Start of Provided records

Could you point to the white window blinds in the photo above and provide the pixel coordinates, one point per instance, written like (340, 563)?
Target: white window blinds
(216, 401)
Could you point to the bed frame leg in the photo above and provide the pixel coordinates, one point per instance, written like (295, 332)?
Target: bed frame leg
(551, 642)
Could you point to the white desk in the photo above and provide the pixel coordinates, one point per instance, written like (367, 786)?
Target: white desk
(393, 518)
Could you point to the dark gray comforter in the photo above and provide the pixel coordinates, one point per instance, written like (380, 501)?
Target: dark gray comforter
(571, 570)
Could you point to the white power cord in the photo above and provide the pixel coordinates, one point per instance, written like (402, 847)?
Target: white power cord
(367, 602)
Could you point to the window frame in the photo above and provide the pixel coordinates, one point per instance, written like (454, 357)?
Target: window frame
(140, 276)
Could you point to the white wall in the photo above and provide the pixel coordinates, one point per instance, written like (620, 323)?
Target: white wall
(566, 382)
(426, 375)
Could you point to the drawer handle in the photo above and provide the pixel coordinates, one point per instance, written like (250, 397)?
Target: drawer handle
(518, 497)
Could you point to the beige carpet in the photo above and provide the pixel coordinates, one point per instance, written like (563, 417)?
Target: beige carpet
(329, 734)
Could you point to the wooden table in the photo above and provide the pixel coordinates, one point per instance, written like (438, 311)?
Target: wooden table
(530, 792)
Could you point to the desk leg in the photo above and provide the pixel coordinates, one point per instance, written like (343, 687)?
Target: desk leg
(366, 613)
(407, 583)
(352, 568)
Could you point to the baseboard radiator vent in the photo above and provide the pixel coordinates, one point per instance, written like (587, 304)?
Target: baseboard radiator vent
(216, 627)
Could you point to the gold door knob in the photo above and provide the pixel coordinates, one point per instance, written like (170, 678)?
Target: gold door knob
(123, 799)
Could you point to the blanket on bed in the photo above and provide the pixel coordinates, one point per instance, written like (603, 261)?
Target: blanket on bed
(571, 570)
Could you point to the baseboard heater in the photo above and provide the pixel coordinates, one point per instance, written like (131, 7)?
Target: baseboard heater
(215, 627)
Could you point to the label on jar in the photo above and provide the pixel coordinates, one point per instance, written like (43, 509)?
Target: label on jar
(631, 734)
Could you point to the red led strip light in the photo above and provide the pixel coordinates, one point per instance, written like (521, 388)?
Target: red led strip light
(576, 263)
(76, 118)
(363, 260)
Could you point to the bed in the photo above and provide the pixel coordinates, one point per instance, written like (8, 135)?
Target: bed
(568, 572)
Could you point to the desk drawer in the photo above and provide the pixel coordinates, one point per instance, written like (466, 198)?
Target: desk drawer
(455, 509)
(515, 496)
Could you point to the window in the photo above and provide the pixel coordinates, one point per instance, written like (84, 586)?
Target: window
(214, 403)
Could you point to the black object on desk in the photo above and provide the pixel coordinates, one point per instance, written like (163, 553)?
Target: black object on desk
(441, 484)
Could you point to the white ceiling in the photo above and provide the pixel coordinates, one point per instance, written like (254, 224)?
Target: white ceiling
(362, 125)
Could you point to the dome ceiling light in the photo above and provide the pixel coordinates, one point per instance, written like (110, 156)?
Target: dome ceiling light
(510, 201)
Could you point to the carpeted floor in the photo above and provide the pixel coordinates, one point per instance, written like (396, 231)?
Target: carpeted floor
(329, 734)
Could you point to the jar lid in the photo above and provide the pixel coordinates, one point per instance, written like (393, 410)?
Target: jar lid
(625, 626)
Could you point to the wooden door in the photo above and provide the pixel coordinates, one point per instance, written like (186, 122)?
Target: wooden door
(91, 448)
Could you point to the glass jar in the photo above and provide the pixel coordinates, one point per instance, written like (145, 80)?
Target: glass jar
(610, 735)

End of Provided records
Start of Provided records

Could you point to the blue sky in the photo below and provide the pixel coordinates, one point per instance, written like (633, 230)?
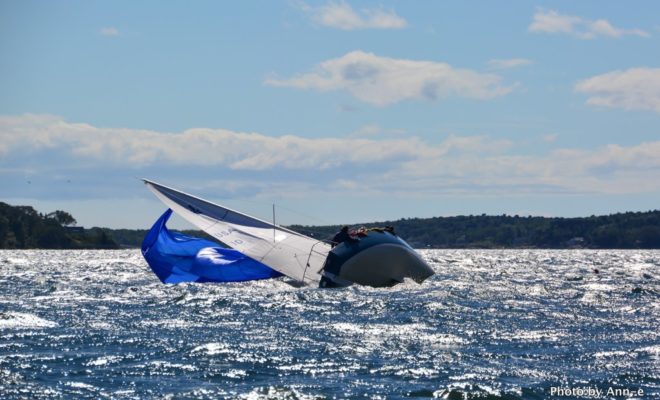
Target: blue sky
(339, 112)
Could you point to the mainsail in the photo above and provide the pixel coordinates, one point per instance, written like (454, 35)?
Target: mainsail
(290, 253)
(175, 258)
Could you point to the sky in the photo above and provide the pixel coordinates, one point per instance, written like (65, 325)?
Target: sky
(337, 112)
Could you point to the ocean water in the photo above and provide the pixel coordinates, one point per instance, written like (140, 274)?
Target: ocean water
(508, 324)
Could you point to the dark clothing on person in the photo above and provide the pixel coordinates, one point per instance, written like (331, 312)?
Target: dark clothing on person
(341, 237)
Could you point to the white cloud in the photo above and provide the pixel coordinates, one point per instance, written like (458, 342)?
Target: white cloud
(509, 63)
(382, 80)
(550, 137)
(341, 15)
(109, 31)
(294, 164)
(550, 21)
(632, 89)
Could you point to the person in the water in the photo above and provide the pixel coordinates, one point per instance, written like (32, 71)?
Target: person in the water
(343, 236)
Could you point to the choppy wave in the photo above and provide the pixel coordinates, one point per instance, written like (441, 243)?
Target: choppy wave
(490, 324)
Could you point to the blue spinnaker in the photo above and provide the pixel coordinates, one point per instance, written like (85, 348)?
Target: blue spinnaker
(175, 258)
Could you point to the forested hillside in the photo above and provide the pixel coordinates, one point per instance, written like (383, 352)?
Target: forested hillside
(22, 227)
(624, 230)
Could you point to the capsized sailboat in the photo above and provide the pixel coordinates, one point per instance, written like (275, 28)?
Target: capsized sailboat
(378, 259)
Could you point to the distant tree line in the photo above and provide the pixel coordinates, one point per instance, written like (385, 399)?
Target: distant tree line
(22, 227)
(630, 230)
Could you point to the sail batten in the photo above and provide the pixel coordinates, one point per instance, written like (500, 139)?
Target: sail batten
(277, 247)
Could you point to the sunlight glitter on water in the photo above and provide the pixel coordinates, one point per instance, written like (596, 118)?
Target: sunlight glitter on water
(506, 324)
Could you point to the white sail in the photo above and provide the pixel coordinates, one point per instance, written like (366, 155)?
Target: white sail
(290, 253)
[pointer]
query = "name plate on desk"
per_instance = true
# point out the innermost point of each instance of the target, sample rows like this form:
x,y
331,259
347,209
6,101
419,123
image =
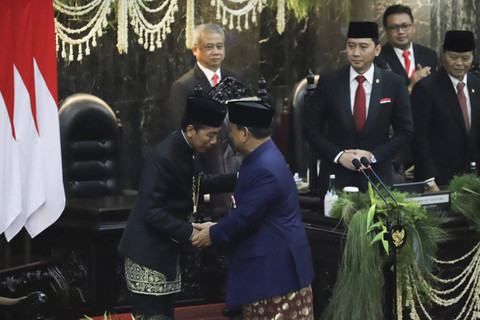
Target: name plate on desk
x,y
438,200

End of Provided records
Start of Provided records

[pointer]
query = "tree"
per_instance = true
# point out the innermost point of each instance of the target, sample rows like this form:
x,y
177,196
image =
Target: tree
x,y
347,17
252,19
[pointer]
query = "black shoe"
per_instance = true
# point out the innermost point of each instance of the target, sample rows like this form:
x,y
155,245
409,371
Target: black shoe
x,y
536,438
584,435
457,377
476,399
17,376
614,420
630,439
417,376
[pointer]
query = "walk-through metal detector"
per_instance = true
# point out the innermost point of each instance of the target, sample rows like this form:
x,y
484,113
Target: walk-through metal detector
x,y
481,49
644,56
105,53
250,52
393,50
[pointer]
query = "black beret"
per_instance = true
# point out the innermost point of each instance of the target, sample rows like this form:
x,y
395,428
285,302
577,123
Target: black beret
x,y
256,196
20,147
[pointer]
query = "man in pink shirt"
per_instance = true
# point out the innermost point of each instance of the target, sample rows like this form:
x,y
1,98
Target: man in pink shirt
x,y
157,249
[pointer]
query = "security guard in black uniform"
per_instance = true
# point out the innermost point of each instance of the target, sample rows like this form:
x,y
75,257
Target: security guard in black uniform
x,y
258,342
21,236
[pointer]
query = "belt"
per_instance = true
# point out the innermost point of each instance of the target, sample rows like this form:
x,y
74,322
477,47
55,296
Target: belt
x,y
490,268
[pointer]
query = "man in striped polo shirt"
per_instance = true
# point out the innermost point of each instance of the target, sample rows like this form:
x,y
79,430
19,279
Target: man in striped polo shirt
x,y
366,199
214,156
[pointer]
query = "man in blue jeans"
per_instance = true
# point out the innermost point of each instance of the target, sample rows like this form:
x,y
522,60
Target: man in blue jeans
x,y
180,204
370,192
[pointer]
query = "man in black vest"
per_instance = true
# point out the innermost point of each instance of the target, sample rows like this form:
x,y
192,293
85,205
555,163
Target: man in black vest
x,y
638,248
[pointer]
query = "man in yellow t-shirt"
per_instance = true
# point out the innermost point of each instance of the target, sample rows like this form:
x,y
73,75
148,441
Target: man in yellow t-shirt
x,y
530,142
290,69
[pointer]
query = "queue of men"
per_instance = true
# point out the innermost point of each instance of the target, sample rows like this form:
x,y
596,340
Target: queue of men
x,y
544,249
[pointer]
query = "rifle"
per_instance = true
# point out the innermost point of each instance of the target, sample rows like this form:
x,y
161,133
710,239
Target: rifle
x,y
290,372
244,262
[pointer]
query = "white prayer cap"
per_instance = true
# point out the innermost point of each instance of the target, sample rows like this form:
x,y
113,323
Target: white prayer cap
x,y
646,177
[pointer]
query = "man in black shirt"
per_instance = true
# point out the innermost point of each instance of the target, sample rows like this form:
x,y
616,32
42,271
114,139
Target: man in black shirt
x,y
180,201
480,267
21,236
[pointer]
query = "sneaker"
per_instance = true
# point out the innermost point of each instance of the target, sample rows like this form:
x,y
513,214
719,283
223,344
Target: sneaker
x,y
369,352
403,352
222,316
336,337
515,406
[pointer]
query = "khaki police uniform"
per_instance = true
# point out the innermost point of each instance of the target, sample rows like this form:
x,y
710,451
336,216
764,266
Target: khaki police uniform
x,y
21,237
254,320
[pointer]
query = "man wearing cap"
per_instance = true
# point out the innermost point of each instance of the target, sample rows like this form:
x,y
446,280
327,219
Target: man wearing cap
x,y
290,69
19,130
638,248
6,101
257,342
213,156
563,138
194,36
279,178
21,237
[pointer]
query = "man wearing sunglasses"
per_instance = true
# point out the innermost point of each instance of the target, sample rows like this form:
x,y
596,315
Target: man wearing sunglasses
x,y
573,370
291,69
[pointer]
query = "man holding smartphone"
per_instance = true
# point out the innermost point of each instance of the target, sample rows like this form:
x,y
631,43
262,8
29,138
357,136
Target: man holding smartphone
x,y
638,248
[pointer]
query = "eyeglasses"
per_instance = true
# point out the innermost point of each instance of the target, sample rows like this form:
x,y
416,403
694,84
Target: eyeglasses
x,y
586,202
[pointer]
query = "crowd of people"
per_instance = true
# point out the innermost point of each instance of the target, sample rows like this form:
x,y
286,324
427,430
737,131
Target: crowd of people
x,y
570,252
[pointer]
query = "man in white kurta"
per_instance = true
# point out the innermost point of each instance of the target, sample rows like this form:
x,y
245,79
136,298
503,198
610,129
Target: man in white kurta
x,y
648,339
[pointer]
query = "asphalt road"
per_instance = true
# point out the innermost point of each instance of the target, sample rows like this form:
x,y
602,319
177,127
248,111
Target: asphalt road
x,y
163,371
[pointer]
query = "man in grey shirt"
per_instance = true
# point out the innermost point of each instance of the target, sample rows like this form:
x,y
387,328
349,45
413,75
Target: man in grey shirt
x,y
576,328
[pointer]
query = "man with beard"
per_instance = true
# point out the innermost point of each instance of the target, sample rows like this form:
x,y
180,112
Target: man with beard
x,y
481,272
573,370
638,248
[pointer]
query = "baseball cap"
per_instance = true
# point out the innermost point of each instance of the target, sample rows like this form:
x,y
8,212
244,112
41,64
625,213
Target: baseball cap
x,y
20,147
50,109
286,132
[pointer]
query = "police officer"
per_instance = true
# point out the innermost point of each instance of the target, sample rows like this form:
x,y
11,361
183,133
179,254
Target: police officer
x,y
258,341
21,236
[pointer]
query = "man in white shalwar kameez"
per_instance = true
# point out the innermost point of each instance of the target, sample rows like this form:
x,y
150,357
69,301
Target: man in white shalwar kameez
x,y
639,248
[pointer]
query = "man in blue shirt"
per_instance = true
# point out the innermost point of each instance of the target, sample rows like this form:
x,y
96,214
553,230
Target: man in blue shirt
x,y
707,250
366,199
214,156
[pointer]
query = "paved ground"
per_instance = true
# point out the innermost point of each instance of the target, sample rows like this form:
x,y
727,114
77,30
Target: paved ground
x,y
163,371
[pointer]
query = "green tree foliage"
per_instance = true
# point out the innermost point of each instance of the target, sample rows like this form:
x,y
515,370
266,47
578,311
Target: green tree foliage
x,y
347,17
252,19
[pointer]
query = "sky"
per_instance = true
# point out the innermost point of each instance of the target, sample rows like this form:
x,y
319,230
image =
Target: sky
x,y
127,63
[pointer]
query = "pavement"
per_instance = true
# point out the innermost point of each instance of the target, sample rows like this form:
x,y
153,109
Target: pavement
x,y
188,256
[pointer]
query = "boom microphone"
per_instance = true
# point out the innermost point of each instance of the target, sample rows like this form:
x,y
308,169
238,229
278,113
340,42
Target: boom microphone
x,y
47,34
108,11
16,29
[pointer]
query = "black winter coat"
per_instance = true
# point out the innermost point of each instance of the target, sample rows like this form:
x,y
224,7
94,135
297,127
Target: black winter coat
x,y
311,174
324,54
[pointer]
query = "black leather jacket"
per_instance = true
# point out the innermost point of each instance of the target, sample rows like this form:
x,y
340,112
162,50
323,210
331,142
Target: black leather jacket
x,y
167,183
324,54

End of Provided records

▸ Work item
Print exactly the lines above, between the one holding "Could you point to the white window" and the one holding "Could you point to the white desk", inclusive, and nothing besides.

▸ Answer area
Could you point to the white window blinds in the photo above and provide the pixel coordinates, one point per instance, written like (340, 563)?
Target: white window blinds
(216, 401)
Could you point to the bed frame leg in the photo above and provide the pixel coordinates, one point per instance, written like (295, 332)?
Target: bed frame leg
(551, 642)
Could you point to the white desk in the photo above and provide the pixel coordinates, one point per instance, written like (367, 786)?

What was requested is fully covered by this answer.